WRITTEN REQUEST >> Extract the data exactly, missing nothing.

INPUT MATERIAL >>
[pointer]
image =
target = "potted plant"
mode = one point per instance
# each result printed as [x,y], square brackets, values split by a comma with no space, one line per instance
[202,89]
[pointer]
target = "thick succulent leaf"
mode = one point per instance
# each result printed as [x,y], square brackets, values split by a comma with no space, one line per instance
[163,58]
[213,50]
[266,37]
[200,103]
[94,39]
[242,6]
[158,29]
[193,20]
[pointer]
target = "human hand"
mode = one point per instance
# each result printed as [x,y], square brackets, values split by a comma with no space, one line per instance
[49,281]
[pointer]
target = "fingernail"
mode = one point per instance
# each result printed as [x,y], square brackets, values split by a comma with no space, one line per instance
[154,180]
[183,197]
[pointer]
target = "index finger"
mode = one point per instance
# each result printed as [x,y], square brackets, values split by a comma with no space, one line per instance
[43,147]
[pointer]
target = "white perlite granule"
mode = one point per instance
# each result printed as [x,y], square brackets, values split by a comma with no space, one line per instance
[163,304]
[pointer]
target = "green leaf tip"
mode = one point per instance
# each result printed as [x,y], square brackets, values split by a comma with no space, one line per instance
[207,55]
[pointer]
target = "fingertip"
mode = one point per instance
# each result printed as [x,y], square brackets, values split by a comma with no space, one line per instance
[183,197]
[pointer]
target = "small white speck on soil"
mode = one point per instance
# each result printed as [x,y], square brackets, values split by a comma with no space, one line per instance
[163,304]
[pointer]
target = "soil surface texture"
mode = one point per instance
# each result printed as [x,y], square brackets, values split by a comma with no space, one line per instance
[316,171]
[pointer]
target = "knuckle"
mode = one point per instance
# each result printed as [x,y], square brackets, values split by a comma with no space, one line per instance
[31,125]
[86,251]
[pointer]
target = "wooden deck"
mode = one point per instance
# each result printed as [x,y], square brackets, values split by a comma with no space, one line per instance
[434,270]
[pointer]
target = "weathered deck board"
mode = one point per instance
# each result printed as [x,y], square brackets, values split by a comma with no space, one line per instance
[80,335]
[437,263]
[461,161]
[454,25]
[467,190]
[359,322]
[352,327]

ANSWER IN FULL >>
[pointer]
image =
target = "potted plant"
mode = one point per instance
# each result printed as [x,y], square brackets, values split by a comma with no space, one line per instance
[202,89]
[pointer]
target = "thick succulent leaf"
mode = one point per instance
# each result printed as [x,y], square brackets, values split by a comma with no space, one line per instance
[163,58]
[213,50]
[266,37]
[200,103]
[94,39]
[242,6]
[158,29]
[193,20]
[pointer]
target = "human hand"
mode = one point per instance
# each result printed as [x,y], square brackets, values split by a comma with no space, one line per instance
[49,281]
[pointer]
target = "fingernail"
mode = one point per instance
# each result printed as [x,y], square brackets, values split by a comma with no space, one line per instance
[154,180]
[183,197]
[pointer]
target = "index finger"
mode = one point per instance
# each result printed as [x,y], square brackets, values split by a comma with no space, one line per instance
[43,147]
[pointer]
target = "white perlite granule"
mode = one point per instance
# each result printed as [x,y], square brackets, values split by a comma with no space, one line per instance
[163,304]
[pointer]
target = "green leaf tip"
mode = one point per instance
# each result printed as [x,y], square brackets, values split by a comma with no space, one line per instance
[207,55]
[pointer]
target = "fingertip"
mode = one point per instance
# each result printed as [x,y], square brackets, values split by a comma with no space, one line per instance
[183,197]
[pointer]
target = "small white speck on soil"
mode = one point per instance
# each result printed as [x,y], square brackets, values split by a comma with no space, one line per instance
[163,304]
[pointer]
target = "soil surface texture"
mode = one point per instance
# each result printed as [x,y], square brackets, values split by a comma with no space, one line per instance
[316,171]
[pointer]
target = "knuckle"
mode = one point per instance
# each result printed as [x,y], square brackets, values split by a comma with no space, one line per instance
[31,125]
[86,251]
[pointer]
target = "wooden deck"
mode = one point per instance
# each result printed as [x,y], square brackets, values split by a comma with no space, one line per instance
[434,270]
[pointer]
target = "weathered deck board"
mode = one point per instance
# each result printed as [x,y], square brackets, values split by a comma with no space, one line per instance
[80,335]
[437,263]
[461,161]
[454,25]
[467,190]
[359,322]
[352,327]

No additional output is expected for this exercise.